In terms of next-generation networks, Telefónica highlighted that 5G technology infrastructures in the country will be important in the digital ecosystem as there are currently over 7,000 million connected devices in Spain. Such a figure is even forecast to exceed 21,500 million by 2025.


FFTH coverage covers 80% of homes in Spain

Spain’s leadership in fiber-to-the-home (FTTH) coverage has been attributed to the subsidy programs of the government, according to telecommunications news provider Total Telecom. Spain’s Ministry of Economic Affairs and Digital Transformation said that FTTH coverage has already hit 80% of homes in the country as of June 2019. Compared to the 2018 statistics, the 2019 figure represents a 3% increase in FTTH coverage.

About 94% of the Spanish population also have access to a broadband speed of at least 30Mbps, an increase of 9% compared to the 2018 figures.

Earlier this year, the government announced that it is planning to expand the areas that are eligible for broadband subsidies and wants to increase fiber availability for 1.5 million more people before 2020 ends, although this may be a challenge to achieve due to the Covid-19 pandemic. It has already been over a month since Spain imposed a strict lockdown.

The New Generation Broadband Extension Plan introduced by the government is expected to reach 91.24% of the country’s population by 2021, including more than three quarters from the rural population.



Urban-rural broadband adoption gap

Oklahoma State University’s Associate Professor and Extension Economist Brian Whitacre, who was not part of Telefónica’s report, opined that the “digital divide” in terms of broadband access between urban and rural areas has been well-documented. Broadband adoption will help improve the economy of rural areas, such as increasing their income, creating jobs, and lowering the unemployment rates, he added. This was explained in detail by the World Bank. It wrote that broadband adoption creates jobs directly through the construction of broadband networks related to installation and civil works. It also creates jobs indirectly through incremental employment generated by businesses selling goods and services involved in broadband network construction.

————————

§ TASKS TO PERFORM:
1 > According to the passage on broadband in Spain, what share of homes in the country had FTTH coverage as of June 2019?
2 > Retype the passage on broadband in Spain from "In terms of next-generation" to "in FTTH coverage.".
3 > Continue the passage on broadband in Spain from its final sentence.

————————

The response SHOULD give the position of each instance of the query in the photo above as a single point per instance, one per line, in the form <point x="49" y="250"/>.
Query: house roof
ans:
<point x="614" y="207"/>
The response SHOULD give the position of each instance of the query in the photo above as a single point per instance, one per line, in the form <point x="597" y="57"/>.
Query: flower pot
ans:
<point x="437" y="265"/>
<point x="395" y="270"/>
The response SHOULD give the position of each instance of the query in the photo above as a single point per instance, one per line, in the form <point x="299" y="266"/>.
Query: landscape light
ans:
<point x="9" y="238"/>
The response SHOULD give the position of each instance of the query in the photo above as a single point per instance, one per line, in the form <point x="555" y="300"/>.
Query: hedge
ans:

————————

§ ANSWERS TO THIS EXERCISE:
1 > 80% of homes

2 >
In terms of next-generation networks, Telefónica highlighted that 5G technology infrastructures in the country will be important in the digital ecosystem as there are currently over 7,000 million connected devices in Spain. Such a figure is even forecast to exceed 21,500 million by 2025.


FFTH coverage covers 80% of homes in Spain

Spain’s leadership in fiber-to-the-home (FTTH) coverage has been attributed to the subsidy programs of the government, according to telecommunications news provider Total Telecom. Spain’s Ministry of Economic Affairs and Digital Transformation said that FTTH coverage has already hit 80% of homes in the country as of June 2019. Compared to the 2018 statistics, the 2019 figure represents a 3% increase in FTTH coverage.

3 >
In the US, for instance, there were 1.34 million jobs in the telecom and internet services sector in 2017, and this grew to 1.36 million in 2018, according to a survey conducted by Statista between 2009 and 2018.


Spain vs. other countries in Europe

In a short period, Spain’s telecom operators have laid out fiber optic cables that reached 31 million premises, a deployment that surpassed the UK, Germany, and France combined. Among the OECD countries, only Japan and Korea have more.

Back in 2008, Spain was making slow progress compared to other European countries in terms of FTTH technology. However, in 2014, it became number one in Europe. Telefónica was among the companies that invested billions for state-of-the-art fiber networks during the financial crisis. The company pioneered the “quad-play” in Europe. In telecommunications, quad-play is a marketing term that combines the triple play service of telephone with wireless service provisions, television, and broadband internet access. This strategic bet paid off for Telefónica as it encouraged existing customers and attracted new ones to purchase more services.



Other competitors in the industry soon followed Telefónica. Orange and Vodafone, for example, invested in fiber networks too while Jazztel agreed to roll out fiber networks with Telefónica. By 2017, Telefónica already passed about 18.6 million premises with fiber optic in Spain, ITU News ​​Magazine shared.

Operators in the country also had access to the high-quality civil infrastructure needed to connect fiber to homes, including poles, ducts, and manholes.  Landlords were moreover obligated to provide access to the in-building fiber infrastructure and this paved the way for Spain’s super-fast broadband.

Market momentum may prove that 2020 is an exciting year for FTTH companies in Spain. The pandemic has even highlighted the need for faster internet speeds as stay-at-home orders kept people connected to family, work, and school via the internet.